[Problem to work on]:
Would you return the complete listing below word for word?

[Records to use]:

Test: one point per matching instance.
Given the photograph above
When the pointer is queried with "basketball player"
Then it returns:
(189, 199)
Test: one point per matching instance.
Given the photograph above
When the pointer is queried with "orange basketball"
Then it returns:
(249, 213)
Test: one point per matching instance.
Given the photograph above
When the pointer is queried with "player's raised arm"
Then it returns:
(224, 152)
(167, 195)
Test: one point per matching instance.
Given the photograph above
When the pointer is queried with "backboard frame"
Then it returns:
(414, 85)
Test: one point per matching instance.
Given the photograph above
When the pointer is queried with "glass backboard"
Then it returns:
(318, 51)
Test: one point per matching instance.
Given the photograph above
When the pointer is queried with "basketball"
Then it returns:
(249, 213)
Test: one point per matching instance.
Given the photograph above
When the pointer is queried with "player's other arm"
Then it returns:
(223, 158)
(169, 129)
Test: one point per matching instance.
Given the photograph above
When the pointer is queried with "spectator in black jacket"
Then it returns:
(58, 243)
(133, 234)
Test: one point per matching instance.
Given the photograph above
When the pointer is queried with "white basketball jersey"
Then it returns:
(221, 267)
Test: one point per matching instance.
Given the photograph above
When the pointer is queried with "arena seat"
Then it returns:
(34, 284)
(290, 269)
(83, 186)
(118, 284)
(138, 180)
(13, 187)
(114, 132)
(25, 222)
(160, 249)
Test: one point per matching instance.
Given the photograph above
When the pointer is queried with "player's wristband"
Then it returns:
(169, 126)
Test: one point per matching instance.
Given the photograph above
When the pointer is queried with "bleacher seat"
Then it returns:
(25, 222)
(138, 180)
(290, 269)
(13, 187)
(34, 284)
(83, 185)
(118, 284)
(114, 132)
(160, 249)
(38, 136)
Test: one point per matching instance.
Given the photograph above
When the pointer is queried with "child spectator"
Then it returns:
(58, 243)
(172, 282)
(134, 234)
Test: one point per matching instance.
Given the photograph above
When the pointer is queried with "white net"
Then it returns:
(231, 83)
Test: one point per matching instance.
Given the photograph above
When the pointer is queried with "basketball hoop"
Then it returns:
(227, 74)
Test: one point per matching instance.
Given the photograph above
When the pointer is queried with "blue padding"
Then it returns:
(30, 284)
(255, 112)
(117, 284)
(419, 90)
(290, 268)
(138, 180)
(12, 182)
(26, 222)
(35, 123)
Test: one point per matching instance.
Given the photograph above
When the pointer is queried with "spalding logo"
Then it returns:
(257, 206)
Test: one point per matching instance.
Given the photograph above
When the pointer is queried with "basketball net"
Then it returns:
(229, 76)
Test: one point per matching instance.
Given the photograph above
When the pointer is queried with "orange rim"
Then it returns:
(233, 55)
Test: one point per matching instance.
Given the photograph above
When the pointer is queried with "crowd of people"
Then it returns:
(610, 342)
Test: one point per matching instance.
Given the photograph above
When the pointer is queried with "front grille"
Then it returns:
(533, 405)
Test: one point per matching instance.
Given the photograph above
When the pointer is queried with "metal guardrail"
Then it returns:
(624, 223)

[Correct answer]:
Test: one point per matching instance.
Given the photograph above
When the pointer is queried with "basketball player"
Then it returns:
(189, 199)
Test: one point per matching instance.
Given the photograph above
When the pointer is queried with "orange basketball"
Then it returns:
(249, 213)
Test: one point per matching instance.
Given the photograph above
When the pointer is queried with "player's raised arm"
Then it returns:
(224, 152)
(167, 195)
Test: one point per matching instance.
Given the photograph above
When the pointer is queried with "backboard frame"
Then it returns:
(414, 85)
Test: one point per matching instance.
Given the photograph above
When the pointer is queried with "glass backboard"
Then it returns:
(318, 51)
Test: one point per matching instance.
Given the photograph above
When the pointer is queried with "basketball"
Then it returns:
(249, 213)
Test: one point per matching instance.
Given the photograph above
When the pointer is queried with "player's other arm"
Then it returns:
(223, 158)
(169, 129)
Test: one point per matching instance.
Given the photograph above
When the pointer is queried with "spectator in black jacket"
Then it returns:
(58, 243)
(133, 234)
Test: one point per matching instance.
Given the photograph above
When the pointer is queried with "white basketball jersey"
Then it returns:
(221, 267)
Test: one point per matching instance.
Given the photograph above
When the pointer is queried with "arena seat"
Then it returns:
(34, 284)
(290, 269)
(83, 186)
(118, 284)
(138, 180)
(13, 187)
(114, 132)
(25, 222)
(160, 249)
Test: one point per matching instance.
Given the photograph above
When the pointer is queried with "player's wristband"
Then it returns:
(169, 126)
Test: one point per matching instance.
Given the photograph above
When the pointer is queried with "bleacher seat"
Then it returns:
(25, 222)
(138, 180)
(290, 269)
(13, 187)
(34, 284)
(83, 185)
(118, 284)
(114, 132)
(160, 249)
(38, 136)
Test: one point per matching instance.
Given the photograph above
When the pointer is queried with "child spectator"
Then it returns:
(58, 243)
(172, 282)
(134, 234)
Test: one point per matching instance.
Given the photograph above
When the pointer is queried with "white net"
Then it returns:
(231, 83)
Test: one point per matching instance.
Given the photograph above
When the pointer is queried with "basketball hoop"
Then it returns:
(227, 74)
Test: one point per matching instance.
Given the photograph above
When the pointer is queried with "blue padding"
Then it returns:
(30, 284)
(255, 112)
(117, 284)
(419, 90)
(290, 268)
(138, 180)
(12, 182)
(26, 222)
(35, 123)
Test: one point per matching instance.
Given the photograph above
When the pointer is queried with "spalding logo"
Then it returns:
(257, 206)
Test: one point per matching instance.
Given the photograph above
When the pointer is queried with "basketball net"
Then it returns:
(229, 76)
Test: one point per matching instance.
Given the photograph above
When the pointer is queried with "orange rim"
Then it returns:
(233, 55)
Test: one point per matching instance.
Given the photograph above
When the pointer is queried with "crowd of people"
Then it returns:
(610, 342)
Test: one point per matching instance.
Given the photograph above
When the pointer is queried with "front grille"
Then it returns:
(533, 405)
Test: one point per matching instance.
Given the photograph above
When the pointer is queried with "metal guardrail"
Then it returns:
(624, 223)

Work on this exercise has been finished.